— begin Data to use —

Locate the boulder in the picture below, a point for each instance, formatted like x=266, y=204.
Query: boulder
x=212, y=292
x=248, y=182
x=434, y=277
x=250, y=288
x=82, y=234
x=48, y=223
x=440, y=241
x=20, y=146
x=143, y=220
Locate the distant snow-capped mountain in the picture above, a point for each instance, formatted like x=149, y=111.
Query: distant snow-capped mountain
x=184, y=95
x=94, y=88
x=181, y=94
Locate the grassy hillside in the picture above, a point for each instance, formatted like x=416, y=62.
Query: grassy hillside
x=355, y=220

— end Data to use —

■ Exercise prompt
Output the lines above exactly as they appear, every one of them.

■ Reply
Locate the boulder in the picture below, a point for each instance, formatted like x=266, y=204.
Query: boulder
x=212, y=292
x=248, y=182
x=434, y=277
x=250, y=288
x=82, y=234
x=48, y=223
x=440, y=241
x=20, y=146
x=143, y=220
Locate the distant snow-capped mountain in the picture above, a point for each instance, formatted like x=149, y=111.
Query: distant snow-capped mountain
x=184, y=95
x=94, y=88
x=181, y=94
Locate the grassy hillside in the picture above, a point for each instance, formatted like x=416, y=62.
Query: grassy hillside
x=355, y=220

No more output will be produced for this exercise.